# Plain and self-raising flour



## saraht

Help! I need to go to a supermarket here in Italy and need to get some plain flour.  Anyone know how to say it in Italian?  While I'm here, I thought I might as well find out what self-raising flour is too...
Thanks!!


----------



## Saoul

I am not a cook (and not really able to cook anything, actually) but I think it is: FARINA!

if by plain you mean, no maize, wholemeal flour, but just plain flour, you should say, "Farina normale" or "farina semplice"!

Wait for some Pizza experts! They will be able to help you a little more!


----------



## ElaineG

To tell you the truth, I don't recall ever seeing self-raising/rising flour in Italy. I think I looked for it once. But I lived in a small town so that would not be indicative.

Per i nostri amici italiani, "self-raising flour" è farina col lievito e sale già mescolati dentro.

Farina "00" (doppio zero) is a very soft fine Italian flour that is ideal for a lot of baking projects. I'd search it out while you're there as it can be difficult to locate outside of Italy if you don't live in a big city (ask Combie).

### Data segment
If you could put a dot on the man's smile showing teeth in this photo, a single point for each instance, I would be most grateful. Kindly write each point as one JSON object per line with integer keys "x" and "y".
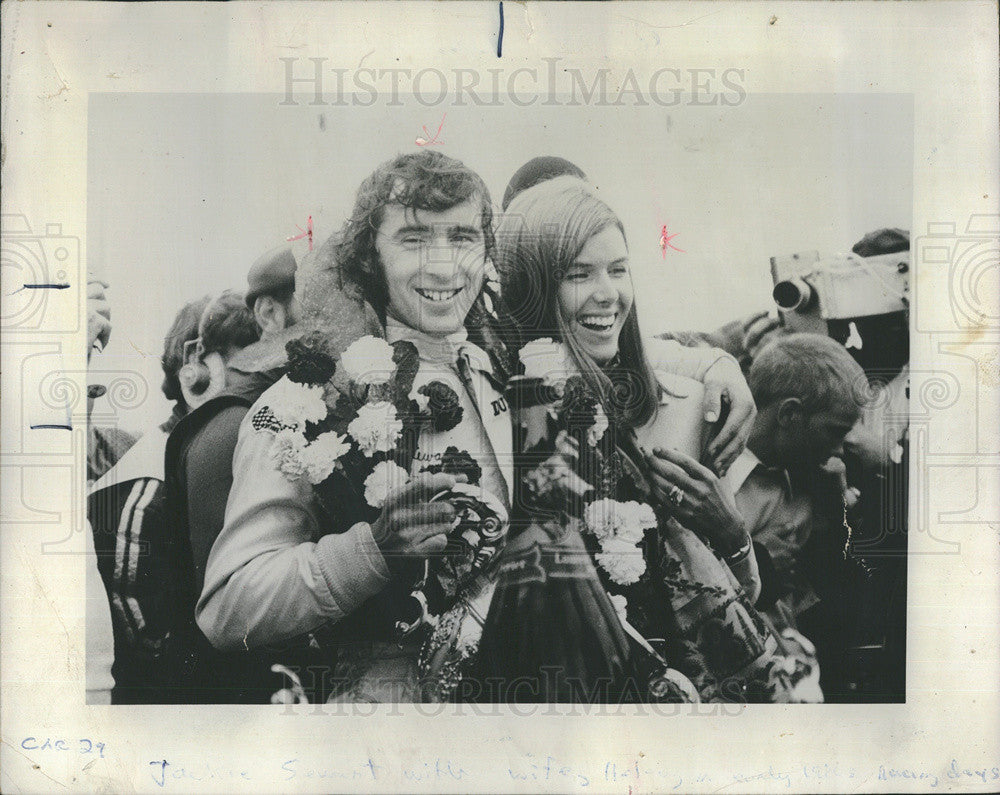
{"x": 438, "y": 295}
{"x": 598, "y": 322}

### Required task
Explain in one to three sentences why ElaineG, in the thread on plain and self-raising flour, recommends looking for farina "00" while in Italy.

### Response below
Farina "00" is a very soft, fine Italian flour that suits many baking projects. It can also be hard to find outside Italy unless you live in a big city, so it is worth buying while there.